=== Reading text ===

++++++++

It is generally regarded that electrons and ions are synchronously and cooperatively transported in the one-dimensional nanofiber structure,^52,53 which greatly improves the electrochemical reaction rate. Therefore, since the nanofiber is an ideal structure for realizing bicontinuous and rapid transportation of electrons and ions, designing and preparing VN nanofibers with abundant defects and stable microstructure will be highly desirable. Herein, we reported the preparation of VN_xO_y@C hybrid nanowires with abundant oxygen-defects and carbon coating (denoted as VNO@C) to overcome the limitations of the VN electrode. It is found that the VNO@C electrode undergoes a dual redox reaction involving both anions and cations (V³⁺ ↔ V²⁺/N³⁻ ↔ N²⁻), resulting in a marked improvement in specific capacity. Simultaneously, the carbon-coated conductive network and the nanofiber structure further mitigate the internal electron and ion transport impedance, effectively augmenting the electrochemical reaction kinetics of the electrode. Benefiting from the unique nanofiber microstructure, conductive surface carbon layer, and the optimized energy storage mechanism, our VNO@C electrode manifests discharge specific capacities of 433.2 mAh g⁻¹ (0.1 A g⁻¹) and 282.2 mAh g⁻¹ (8 A g⁻¹), and the remaining capacity reaches 262.4 mAh g⁻¹ after 1000 cycles at 5 A g⁻¹ with a high capacity retention rate of 83.1%. This underscores its dual advantages in energy density and cyclability for advanced battery systems.

2. Experimental section

2.1 Preparation of V₂O₅ nanowires

V₂O₅ nanowires were prepared via a hydrothermal method. 0.182 g of V₂O₅ powder was dissolved in 30 mL deionized water, followed by slow addition of 2.5 mL 30 wt% H₂O₂ under stirring. The mixture was stirred for 15 min, transferred into a 50 mL Teflon-lined autoclave, and reacted at 220 °C for 24 h. The resulting product was centrifugally washed with deionized water/ethanol and freeze-dried to obtain the final precursor.

++++++++

=== Records to use ===
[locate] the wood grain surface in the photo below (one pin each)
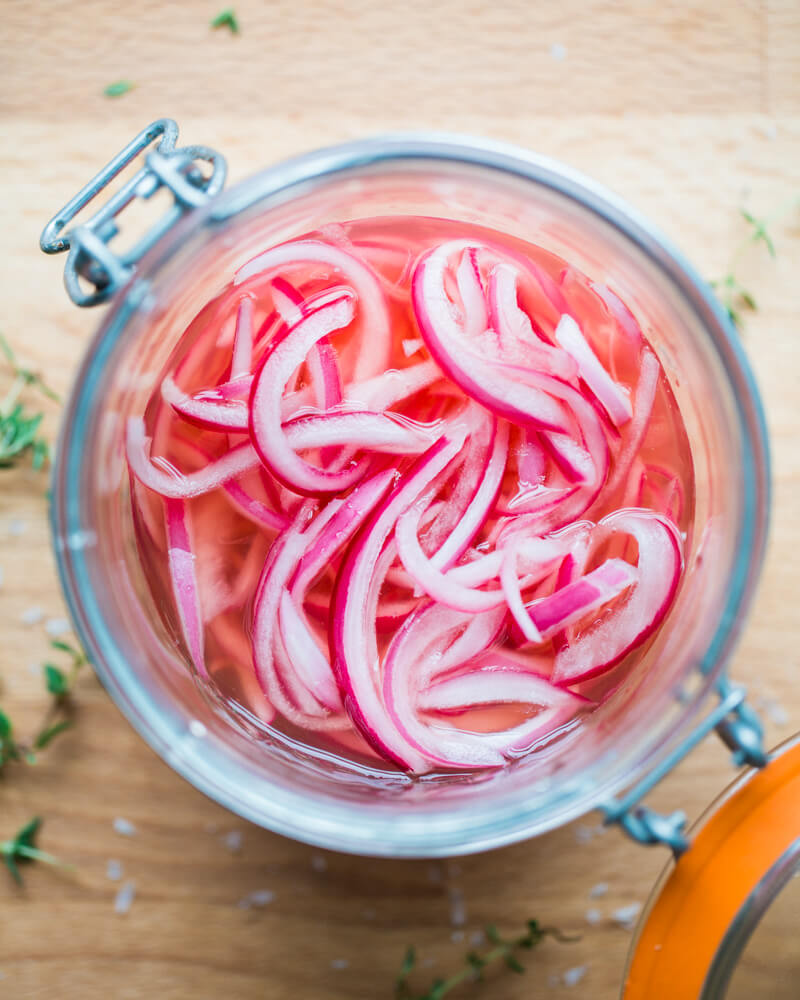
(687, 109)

++++++++

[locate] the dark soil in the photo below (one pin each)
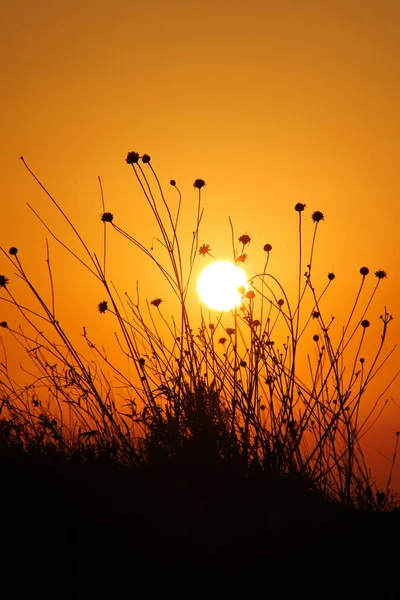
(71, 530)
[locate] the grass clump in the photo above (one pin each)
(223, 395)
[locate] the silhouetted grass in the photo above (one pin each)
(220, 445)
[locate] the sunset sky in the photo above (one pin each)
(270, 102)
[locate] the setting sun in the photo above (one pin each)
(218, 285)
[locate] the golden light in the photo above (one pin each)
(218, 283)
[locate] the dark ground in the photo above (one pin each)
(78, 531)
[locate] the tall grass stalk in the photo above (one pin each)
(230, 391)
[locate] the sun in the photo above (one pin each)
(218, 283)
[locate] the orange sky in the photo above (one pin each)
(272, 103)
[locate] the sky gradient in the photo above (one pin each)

++++++++

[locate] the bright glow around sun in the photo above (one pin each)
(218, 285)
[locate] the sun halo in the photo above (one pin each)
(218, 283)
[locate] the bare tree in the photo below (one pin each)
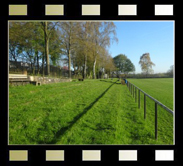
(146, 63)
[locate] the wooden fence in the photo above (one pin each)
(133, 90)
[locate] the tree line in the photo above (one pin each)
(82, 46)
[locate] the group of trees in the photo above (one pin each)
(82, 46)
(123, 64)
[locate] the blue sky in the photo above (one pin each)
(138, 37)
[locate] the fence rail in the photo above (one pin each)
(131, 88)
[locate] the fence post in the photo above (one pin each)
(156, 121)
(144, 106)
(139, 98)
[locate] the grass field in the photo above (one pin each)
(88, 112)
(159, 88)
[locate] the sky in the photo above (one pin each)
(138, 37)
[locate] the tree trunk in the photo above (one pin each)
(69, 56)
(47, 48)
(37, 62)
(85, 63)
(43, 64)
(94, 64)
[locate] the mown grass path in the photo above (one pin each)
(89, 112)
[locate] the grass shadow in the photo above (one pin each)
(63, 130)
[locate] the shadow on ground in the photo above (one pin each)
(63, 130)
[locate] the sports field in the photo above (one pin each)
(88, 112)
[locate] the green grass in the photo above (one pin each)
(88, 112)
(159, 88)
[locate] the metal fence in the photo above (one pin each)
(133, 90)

++++++++

=== Task requirements ===
1: Arrange the lines of the records from the line holding "[locate] the silhouetted" through the line holding "[locate] the sky gradient", inclusive, as a Markdown table with the columns Row and Line. Number each line and leave out any blank lines.
2: Carry on the text about vanadium nitride nanowire electrodes, starting after its last sentence.

=== Response list ===
1:
| Row | Line |
|---|---|
| 1 | [locate] the silhouetted grass in the photo above (one pin each) |
| 2 | (220, 445) |
| 3 | [locate] the sunset sky in the photo above (one pin each) |
| 4 | (270, 102) |
| 5 | [locate] the setting sun in the photo above (one pin each) |
| 6 | (218, 285) |
| 7 | [locate] the golden light in the photo above (one pin each) |
| 8 | (218, 283) |
| 9 | [locate] the dark ground in the photo above (one pin each) |
| 10 | (78, 531) |
| 11 | [locate] the tall grass stalk in the photo above (one pin each) |
| 12 | (230, 391) |
| 13 | [locate] the sun in the photo above (one pin each) |
| 14 | (218, 283) |
| 15 | [locate] the orange sky in the photo above (one pin each) |
| 16 | (272, 103) |
| 17 | [locate] the sky gradient in the photo above (one pin each) |

2:
2.2 Preparation of V₂O₅@PDA nanowires

V₂O₅@PDA is obtained by a self-polymerization reaction. Firstly, 50 mg of the prepared V₂O₅ nanowires were dispersed in 100 mL of DI (deionized water) containing Tris–HCl (99%) buffer solution (pH = 8.5). Then, 30 mg of C₈H₁₁NO₂ (DA) powder was added. After stirring for 60 minutes, DA underwent self-polymerization on the surface of the V₂O₅ nanowires to form polydopamine (PDA). The product was then vacuum-filtered, washed, and dried to obtain the PDA-coated V₂O₅ nanowires (V₂O₅@PDA).

2.3 Preparation of VN_xO_y@C (VNO@C) nanowires

The V₂O₅@PDA and melamine (C₃H₆N₆) powder were uniformly mixed in a mass ratio of 1:6, and then placed in an N₂ atmosphere. The temperature was increased to 800 °C and held for 2 hours, resulting in the formation of VNO@C nanowires. For comparison, the V₂O₅ nanowires without PDA coating were mixed with C₃H₆N₆ powder and subjected to the same heat treatment to obtain VN_xO_y (denoted as VNO) nanowires. Moreover, the V₂O₅ nanowires were heat treated in an N₂ atmosphere without C₃H₆N₆ powder, and the obtained samples were named VO.

2.4 Materials characterization

The crystalline structure of the samples was acquired using a Bruker D8 Advance powder diffractometer using Cu Kα radiation (λ = 1.5406 Å). The multiscale morphology was characterized via transmission electron microscopy (TEM, Talos F200S transmission electron microscope) and scanning electron microscopy (SEM, Quattro S), and EDS elemental mapping correlated spatial composition with morphological features. XPS (ESCALAB 250Xi) provided the chemical composition of samples.

2.5 Electrochemical measurements

To construct cathode electrodes, VNO@C (or VNO, VO), conductive acetylene black, and PVDF were well mixed with a ratio of 7:2:1 into NMP solvent. The slurry was homogenized by continuous grinding in an agate mortar for 30 min, ensuring uniform dispersion of active materials and binder. The ground slurry was then coated onto conductive carbon paper with a diameter of 12 mm. After that, it was placed in a vacuum drying oven and dried at 60 °C for 6 hours to obtain the final cathode.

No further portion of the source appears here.